**Exercise objective**
Please find every line in the data below that contains the word "positive" and copy each of those lines.
=====
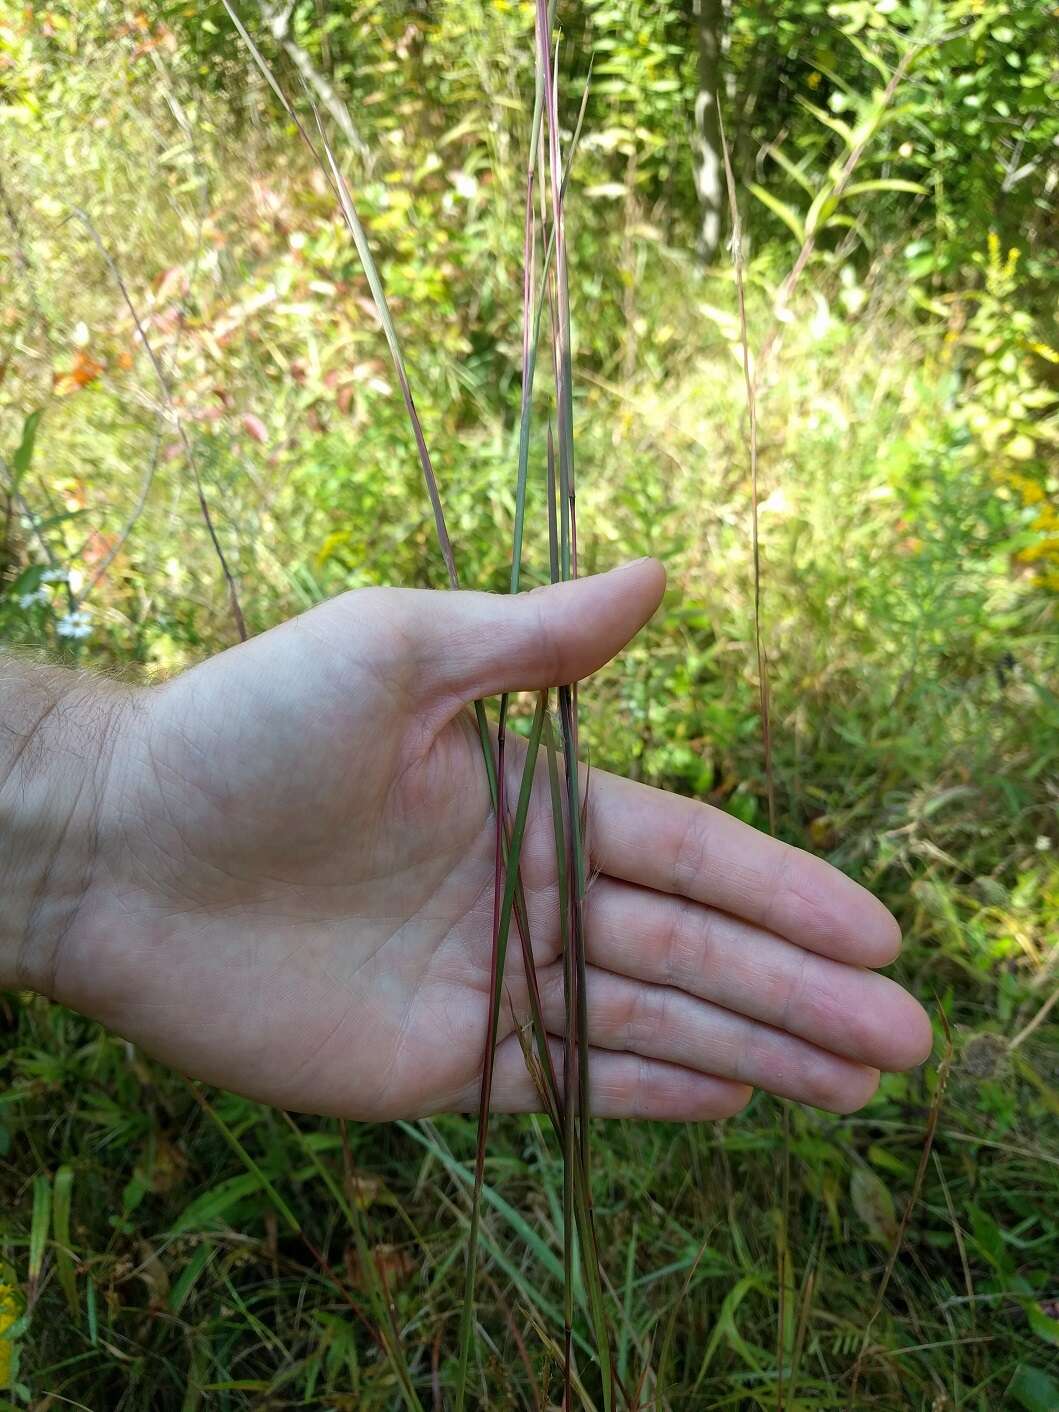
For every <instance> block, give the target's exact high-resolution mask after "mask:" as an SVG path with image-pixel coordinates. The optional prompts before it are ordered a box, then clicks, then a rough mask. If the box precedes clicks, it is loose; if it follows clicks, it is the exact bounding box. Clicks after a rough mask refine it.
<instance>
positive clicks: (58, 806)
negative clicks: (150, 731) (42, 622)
mask: <svg viewBox="0 0 1059 1412" xmlns="http://www.w3.org/2000/svg"><path fill="white" fill-rule="evenodd" d="M126 699H127V693H126V692H124V689H123V688H119V686H113V685H112V683H109V682H106V681H100V679H97V678H93V676H90V675H88V674H83V672H73V671H65V669H62V668H54V666H45V665H41V664H37V662H28V661H25V659H20V658H17V657H10V655H6V654H0V988H11V987H20V988H30V990H40V991H44V993H45V994H51V993H52V991H54V984H55V971H56V966H58V963H59V956H61V952H62V943H64V938H65V936H66V935H68V933H69V932H71V929H72V926H73V923H75V921H76V918H78V912H79V909H80V905H82V902H83V899H85V897H86V894H88V890H89V887H90V884H92V877H93V868H95V864H96V858H97V853H99V837H100V829H102V827H103V818H104V798H106V789H107V778H109V774H110V765H112V760H113V754H114V747H116V740H117V734H119V731H117V726H119V722H120V719H121V716H123V713H124V705H126Z"/></svg>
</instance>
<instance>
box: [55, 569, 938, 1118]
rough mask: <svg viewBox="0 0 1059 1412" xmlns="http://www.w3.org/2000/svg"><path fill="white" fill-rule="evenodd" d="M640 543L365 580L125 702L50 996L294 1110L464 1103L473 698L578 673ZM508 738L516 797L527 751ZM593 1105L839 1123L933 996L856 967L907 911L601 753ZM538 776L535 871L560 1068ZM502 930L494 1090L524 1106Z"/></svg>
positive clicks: (137, 690) (594, 935)
mask: <svg viewBox="0 0 1059 1412" xmlns="http://www.w3.org/2000/svg"><path fill="white" fill-rule="evenodd" d="M664 582H665V580H664V570H662V569H661V565H658V563H657V562H655V561H650V559H645V561H640V562H637V563H634V565H627V566H626V568H623V569H617V570H614V572H613V573H609V575H600V576H596V578H590V579H582V580H579V582H578V583H572V585H559V586H555V587H545V589H539V590H535V592H532V593H528V594H520V596H518V597H514V599H511V597H494V596H489V594H480V593H463V592H460V593H441V592H438V593H435V592H424V590H402V589H366V590H359V592H354V593H347V594H345V596H342V597H339V599H335V600H333V602H330V603H326V604H323V606H321V607H318V609H313V610H312V611H309V613H306V614H304V616H301V617H298V618H294V620H291V621H289V623H285V624H284V626H281V627H278V628H274V630H271V631H268V633H264V634H263V635H261V637H257V638H254V640H251V641H250V642H246V644H243V645H240V647H236V648H232V650H229V651H226V652H223V654H220V655H219V657H215V658H212V659H210V661H208V662H205V664H202V665H201V666H196V668H195V669H192V671H189V672H186V674H185V675H182V676H179V678H177V679H174V681H171V682H168V683H165V685H162V686H154V688H147V689H138V690H131V692H127V693H123V695H120V696H119V706H117V710H116V722H117V724H116V727H114V729H116V736H114V737H113V738H114V748H113V750H112V751H110V765H109V770H107V772H106V781H104V786H103V794H102V799H100V806H99V808H97V810H96V815H97V818H96V846H95V849H96V851H95V861H93V867H92V878H90V884H89V887H88V891H86V895H85V898H83V901H82V902H80V905H79V908H78V912H76V918H75V921H73V925H72V926H71V928H69V931H68V933H66V936H65V938H64V942H62V946H61V947H59V949H58V952H56V955H55V957H54V962H52V969H51V976H49V981H48V986H47V988H48V990H49V991H51V994H54V995H55V997H56V998H59V1000H62V1001H64V1003H65V1004H69V1005H72V1007H73V1008H78V1010H82V1011H85V1012H86V1014H90V1015H93V1017H96V1018H99V1019H100V1021H103V1022H104V1024H106V1025H109V1027H112V1028H113V1029H116V1031H119V1032H120V1034H121V1035H126V1036H127V1038H130V1039H133V1041H134V1042H137V1043H138V1045H141V1046H143V1048H144V1049H145V1051H148V1052H150V1053H152V1055H155V1056H157V1058H158V1059H161V1060H164V1062H167V1063H169V1065H172V1066H175V1067H178V1069H181V1070H184V1072H185V1073H188V1075H192V1076H196V1077H201V1079H205V1080H209V1082H212V1083H217V1084H223V1086H226V1087H229V1089H233V1090H237V1091H240V1093H244V1094H249V1096H250V1097H254V1099H260V1100H264V1101H268V1103H274V1104H278V1106H282V1107H285V1108H294V1110H304V1111H313V1113H325V1114H342V1115H346V1117H353V1118H369V1120H383V1118H394V1117H412V1115H425V1114H432V1113H438V1111H446V1110H473V1108H474V1107H476V1106H477V1101H479V1086H480V1073H481V1059H483V1046H484V1029H486V1014H487V997H489V983H490V952H491V916H493V874H494V822H493V818H491V809H490V802H489V794H487V786H486V779H484V770H483V762H481V755H480V746H479V740H477V733H476V730H474V724H473V717H472V716H470V713H469V710H467V703H470V702H473V700H474V699H477V698H483V696H491V695H497V693H498V692H501V690H504V689H532V688H539V686H545V685H555V683H559V682H570V681H573V679H579V678H585V676H587V675H590V674H592V672H593V671H596V669H597V668H599V666H602V665H603V664H604V662H606V661H609V659H610V658H611V657H614V655H616V654H617V652H618V651H620V650H621V648H623V647H624V645H626V642H627V641H628V640H630V638H631V637H633V635H634V634H635V633H637V631H638V630H640V627H641V626H642V624H644V623H645V621H647V620H648V617H650V616H651V614H652V611H654V610H655V607H657V606H658V602H659V599H661V593H662V587H664ZM517 748H518V743H517V741H515V743H514V744H513V750H511V754H513V760H511V775H510V798H514V792H515V791H517V788H518V778H520V774H521V762H520V758H518V755H517ZM589 809H590V813H589V847H590V853H592V864H593V870H594V871H596V873H597V875H596V881H594V882H593V885H592V890H590V892H589V899H587V908H586V928H587V956H589V987H587V995H589V1041H590V1076H592V1094H593V1097H592V1103H593V1111H594V1113H596V1114H600V1115H635V1117H654V1118H681V1120H700V1118H719V1117H727V1115H730V1114H733V1113H736V1111H738V1110H740V1108H741V1107H743V1106H744V1104H746V1101H747V1099H748V1097H750V1093H751V1091H753V1089H754V1087H762V1089H768V1090H771V1091H774V1093H777V1094H782V1096H785V1097H789V1099H795V1100H801V1101H803V1103H809V1104H815V1106H818V1107H822V1108H829V1110H834V1111H842V1113H846V1111H850V1110H853V1108H857V1107H860V1106H861V1104H863V1103H866V1101H867V1100H868V1099H870V1097H871V1096H873V1093H874V1091H875V1087H877V1082H878V1070H880V1069H902V1067H907V1066H911V1065H915V1063H921V1062H922V1060H923V1059H925V1058H926V1055H928V1053H929V1051H931V1025H929V1022H928V1018H926V1015H925V1012H923V1011H922V1010H921V1007H919V1005H918V1004H916V1001H915V1000H912V998H911V997H909V995H908V994H907V993H905V991H904V990H902V988H901V987H899V986H897V984H895V983H894V981H891V980H888V979H885V977H884V976H880V974H878V973H877V970H874V969H873V967H880V966H885V964H887V963H890V962H891V960H892V959H894V957H895V956H897V952H898V949H899V933H898V929H897V923H895V922H894V919H892V918H891V916H890V914H888V912H887V911H885V908H884V907H882V905H881V904H880V902H877V901H875V899H874V898H873V897H871V895H870V894H868V892H866V891H864V890H863V888H860V887H858V885H857V884H854V882H853V881H850V880H849V878H846V877H844V875H843V874H840V873H837V871H836V870H834V868H832V867H829V866H827V864H826V863H823V861H822V860H819V858H815V857H812V856H809V854H806V853H801V851H798V850H796V849H792V847H789V846H786V844H782V843H779V842H775V840H772V839H770V837H767V836H765V834H761V833H757V832H755V830H753V829H750V827H747V826H746V825H743V823H738V822H737V820H734V819H731V818H729V816H727V815H724V813H722V812H719V810H714V809H710V808H707V806H706V805H702V803H695V802H692V801H688V799H683V798H681V796H678V795H672V794H665V792H662V791H658V789H651V788H648V786H644V785H640V784H633V782H628V781H623V779H620V778H617V777H614V775H604V774H602V772H599V771H593V775H592V789H590V798H589ZM549 810H551V805H549V799H548V789H546V777H545V772H544V770H542V768H541V770H538V782H537V792H535V796H534V805H532V809H531V816H530V825H528V830H527V843H525V849H524V858H522V871H524V881H525V887H527V895H528V907H530V921H531V935H532V945H534V955H535V959H537V966H538V973H539V980H541V990H542V997H544V1008H545V1019H546V1024H548V1028H549V1031H551V1032H552V1034H554V1035H555V1055H556V1067H559V1066H561V1060H562V1051H561V1035H562V1028H563V1000H562V963H561V957H559V939H558V905H556V891H555V873H554V840H552V832H551V830H552V825H551V812H549ZM527 1017H528V1005H527V998H525V986H524V977H522V963H521V947H520V946H518V945H517V942H515V939H514V935H513V945H511V946H510V949H508V964H507V980H505V1003H504V1008H503V1015H501V1028H500V1046H498V1052H497V1067H496V1076H494V1089H493V1103H494V1107H496V1108H497V1110H514V1111H520V1110H528V1108H535V1107H538V1100H537V1094H535V1090H534V1084H532V1082H531V1079H530V1076H528V1075H527V1070H525V1062H524V1056H522V1051H521V1045H520V1036H518V1034H517V1032H515V1028H517V1024H518V1022H525V1019H527Z"/></svg>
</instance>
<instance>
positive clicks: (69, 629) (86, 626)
mask: <svg viewBox="0 0 1059 1412" xmlns="http://www.w3.org/2000/svg"><path fill="white" fill-rule="evenodd" d="M55 631H56V633H58V634H59V637H72V638H85V637H90V635H92V614H90V613H88V611H86V610H85V609H75V610H73V613H66V614H64V617H61V618H59V620H58V623H56V624H55Z"/></svg>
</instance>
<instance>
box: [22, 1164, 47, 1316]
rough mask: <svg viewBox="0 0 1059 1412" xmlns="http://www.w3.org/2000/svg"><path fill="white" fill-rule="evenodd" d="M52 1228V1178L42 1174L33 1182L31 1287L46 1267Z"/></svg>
mask: <svg viewBox="0 0 1059 1412" xmlns="http://www.w3.org/2000/svg"><path fill="white" fill-rule="evenodd" d="M49 1230H51V1180H49V1178H47V1176H44V1175H41V1176H35V1178H34V1182H32V1217H31V1220H30V1267H28V1276H30V1288H31V1289H35V1288H37V1284H38V1282H40V1278H41V1271H42V1269H44V1251H45V1248H47V1245H48V1231H49Z"/></svg>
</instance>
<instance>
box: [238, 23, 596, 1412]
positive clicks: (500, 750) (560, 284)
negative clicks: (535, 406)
mask: <svg viewBox="0 0 1059 1412" xmlns="http://www.w3.org/2000/svg"><path fill="white" fill-rule="evenodd" d="M225 8H226V10H227V13H229V16H230V18H232V21H233V24H234V27H236V30H237V32H239V37H240V40H241V42H243V44H244V45H246V48H247V49H249V52H250V55H251V58H253V61H254V64H256V65H257V68H258V69H260V72H261V73H263V76H264V79H265V80H267V83H268V86H270V88H271V90H273V92H274V95H275V96H277V97H278V100H280V103H281V104H282V107H284V110H285V113H287V116H288V117H289V119H291V120H292V123H294V124H295V127H297V130H298V133H299V136H301V137H302V140H304V141H305V144H306V147H308V148H309V151H311V152H312V155H313V158H315V161H316V162H318V165H319V168H321V171H322V174H323V177H325V179H326V184H328V186H329V188H330V191H332V193H333V196H335V201H336V203H337V208H339V210H340V213H342V216H343V220H345V223H346V226H347V229H349V232H350V236H352V239H353V244H354V247H356V250H357V254H359V257H360V261H361V265H363V268H364V274H366V277H367V282H369V288H370V292H371V298H373V304H374V309H376V315H377V318H378V322H380V326H381V329H383V333H384V336H385V340H387V345H388V349H390V354H391V357H393V363H394V367H395V371H397V377H398V383H400V387H401V394H402V400H404V404H405V409H407V412H408V421H409V426H411V431H412V436H414V439H415V446H417V453H418V457H419V463H421V467H422V474H424V484H425V489H426V493H428V498H429V503H431V510H432V514H433V521H435V528H436V535H438V545H439V548H441V554H442V558H443V561H445V569H446V580H448V586H449V587H450V589H453V590H455V589H459V587H460V579H459V573H457V569H456V556H455V549H453V545H452V541H450V538H449V531H448V525H446V521H445V513H443V508H442V498H441V491H439V486H438V479H436V476H435V472H433V466H432V462H431V456H429V452H428V448H426V438H425V433H424V429H422V425H421V422H419V417H418V412H417V409H415V402H414V398H412V391H411V383H409V378H408V373H407V369H405V363H404V357H402V352H401V345H400V342H398V336H397V330H395V328H394V322H393V318H391V315H390V309H388V304H387V298H385V289H384V282H383V278H381V274H380V271H378V267H377V264H376V261H374V257H373V253H371V249H370V244H369V240H367V236H366V232H364V227H363V223H361V222H360V217H359V215H357V209H356V203H354V199H353V195H352V192H350V189H349V184H347V181H346V177H345V175H343V171H342V165H340V162H339V160H337V157H336V155H335V152H333V150H332V145H330V143H329V141H328V137H326V133H325V130H323V126H322V121H321V117H319V114H318V112H316V107H315V104H313V100H312V95H308V93H306V102H308V104H309V107H311V110H312V114H313V119H315V127H316V137H315V140H313V137H312V136H311V134H309V131H308V128H306V126H305V124H304V123H302V120H301V119H299V117H298V114H297V112H295V109H294V106H292V104H291V102H289V99H288V97H287V95H285V93H284V90H282V89H281V86H280V83H278V80H277V78H275V75H274V73H273V71H271V68H270V65H268V64H267V61H265V59H264V56H263V55H261V51H260V49H258V47H257V45H256V42H254V40H253V38H251V35H250V34H249V31H247V30H246V27H244V25H243V23H241V21H240V20H239V17H237V14H236V13H234V10H233V8H232V6H230V4H229V0H225ZM552 28H554V7H549V4H548V0H537V6H535V14H534V44H535V96H534V109H532V120H531V127H530V141H528V155H527V168H525V171H527V191H525V230H524V270H522V380H521V405H520V422H518V449H517V466H515V515H514V527H513V545H511V575H510V590H511V593H517V592H518V590H520V587H521V580H522V545H524V532H525V507H527V491H528V484H530V479H531V459H532V455H531V452H532V441H534V439H532V415H534V376H535V369H537V354H538V343H539V339H541V329H542V322H544V313H545V309H546V312H548V313H549V333H551V364H552V376H554V388H552V400H554V418H552V415H549V418H548V424H546V449H548V455H546V465H545V467H544V473H542V476H541V481H542V486H544V489H545V493H546V494H545V498H546V517H548V544H549V563H548V569H546V573H545V578H548V579H551V582H559V580H569V579H573V578H576V576H578V531H576V510H575V505H576V491H575V457H573V395H572V353H570V292H569V273H568V257H566V226H565V193H566V179H568V175H569V174H568V171H565V169H563V154H562V147H561V130H559V95H558V62H556V56H558V47H556V44H555V42H554V38H552ZM586 99H587V89H586V95H585V100H583V102H582V106H580V112H579V116H578V123H576V128H575V134H573V140H572V144H570V154H569V157H570V158H572V155H573V151H575V150H576V144H578V137H579V134H580V127H582V123H583V119H585V106H586ZM535 188H537V189H535ZM538 202H539V205H538ZM538 271H539V274H538ZM508 712H510V700H508V696H507V695H504V696H503V698H501V700H500V709H498V720H497V729H496V734H494V731H493V730H491V729H490V726H489V719H487V716H486V710H484V703H483V702H476V703H474V714H476V722H477V730H479V737H480V743H481V754H483V764H484V770H486V777H487V781H489V791H490V799H491V803H493V809H494V815H496V829H494V833H496V844H494V849H496V854H494V905H493V940H491V977H490V997H489V1014H487V1021H486V1034H484V1036H483V1038H484V1048H483V1063H481V1089H480V1106H479V1132H477V1142H476V1155H474V1180H473V1189H472V1204H470V1220H469V1234H467V1250H466V1265H465V1282H463V1302H462V1309H460V1320H459V1350H457V1363H456V1385H455V1398H453V1405H455V1408H456V1409H457V1412H462V1409H463V1408H465V1406H466V1405H467V1396H469V1385H470V1378H472V1358H473V1353H474V1350H476V1346H477V1340H476V1282H477V1262H479V1235H480V1228H481V1207H483V1189H484V1178H486V1156H487V1139H489V1124H490V1110H491V1083H493V1065H494V1052H496V1045H497V1035H498V1025H500V1014H501V1001H503V995H504V970H505V962H507V950H508V940H510V933H511V925H513V922H514V925H515V929H517V932H518V935H520V942H521V957H522V967H524V973H525V981H527V994H528V1000H530V1011H531V1014H530V1022H531V1028H532V1036H534V1046H532V1049H531V1048H530V1046H528V1045H527V1048H525V1055H527V1067H528V1069H530V1072H531V1076H532V1079H534V1083H535V1086H537V1089H538V1093H539V1094H541V1100H542V1106H544V1107H545V1110H546V1114H548V1117H549V1120H551V1124H552V1130H554V1132H555V1137H556V1141H558V1142H559V1147H561V1151H562V1158H563V1169H565V1172H563V1279H565V1295H563V1348H562V1358H563V1389H565V1396H563V1406H565V1408H568V1409H569V1408H572V1406H573V1405H575V1404H573V1398H575V1394H578V1395H579V1396H580V1398H582V1401H583V1399H585V1382H583V1377H582V1374H580V1372H579V1371H578V1370H575V1367H573V1350H575V1344H580V1347H582V1348H583V1347H586V1346H587V1347H590V1348H592V1350H593V1353H594V1354H596V1360H597V1364H599V1382H600V1392H602V1405H603V1408H604V1412H613V1409H614V1406H616V1394H617V1380H616V1372H614V1365H613V1360H611V1354H610V1334H609V1326H607V1317H606V1308H604V1298H603V1278H602V1272H600V1262H599V1250H597V1243H596V1230H594V1214H593V1203H592V1190H590V1163H589V1117H590V1087H589V1072H587V1058H586V1043H587V1039H586V1036H587V1018H586V1015H587V997H586V956H585V904H586V892H587V857H586V844H585V827H586V818H587V810H586V808H585V799H583V796H582V784H580V772H579V762H578V692H576V686H570V685H565V686H559V688H558V689H556V705H555V709H554V707H552V702H551V692H541V693H539V695H538V700H537V709H535V712H534V717H532V724H531V729H530V734H528V740H527V744H525V754H524V760H522V767H521V778H520V782H518V788H517V791H515V798H517V802H515V809H514V816H513V818H511V819H510V820H508V816H507V813H508V810H507V799H508V792H510V789H508V778H507V777H508V770H510V768H511V764H513V761H511V760H510V753H508ZM556 717H558V724H556ZM542 743H544V746H545V754H546V760H548V779H549V796H551V809H552V827H554V836H555V857H556V875H558V880H559V890H558V898H559V901H558V905H559V918H558V926H556V929H558V933H559V936H561V945H562V963H563V984H565V1018H566V1034H565V1038H563V1077H562V1083H561V1080H559V1077H558V1076H556V1072H555V1062H554V1056H552V1048H551V1045H549V1038H548V1032H546V1028H545V1024H544V1017H542V1008H541V995H539V986H538V980H537V971H535V963H534V953H532V945H531V936H530V923H528V911H527V902H525V892H524V888H522V881H521V874H520V856H521V847H522V840H524V836H525V829H527V820H528V816H530V805H531V799H532V794H534V785H535V781H537V765H538V758H539V748H541V744H542ZM578 1257H579V1260H578ZM579 1276H580V1279H582V1281H583V1289H585V1308H586V1310H587V1316H589V1323H590V1326H592V1327H590V1339H589V1340H585V1339H583V1337H582V1336H580V1334H578V1336H576V1337H575V1329H573V1322H575V1303H576V1302H575V1285H576V1281H578V1278H579ZM385 1351H387V1354H388V1356H390V1358H391V1361H393V1363H394V1365H395V1367H397V1368H398V1370H400V1371H401V1372H402V1374H404V1377H407V1370H405V1368H404V1360H402V1354H401V1347H400V1334H398V1330H397V1329H395V1326H394V1327H390V1329H388V1330H387V1339H385ZM401 1381H402V1385H404V1378H402V1380H401Z"/></svg>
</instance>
=====
**Completed exercise**
positive clicks: (58, 806)
positive clicks: (137, 690) (594, 935)
positive clicks: (69, 629) (86, 626)
positive clicks: (500, 750) (560, 284)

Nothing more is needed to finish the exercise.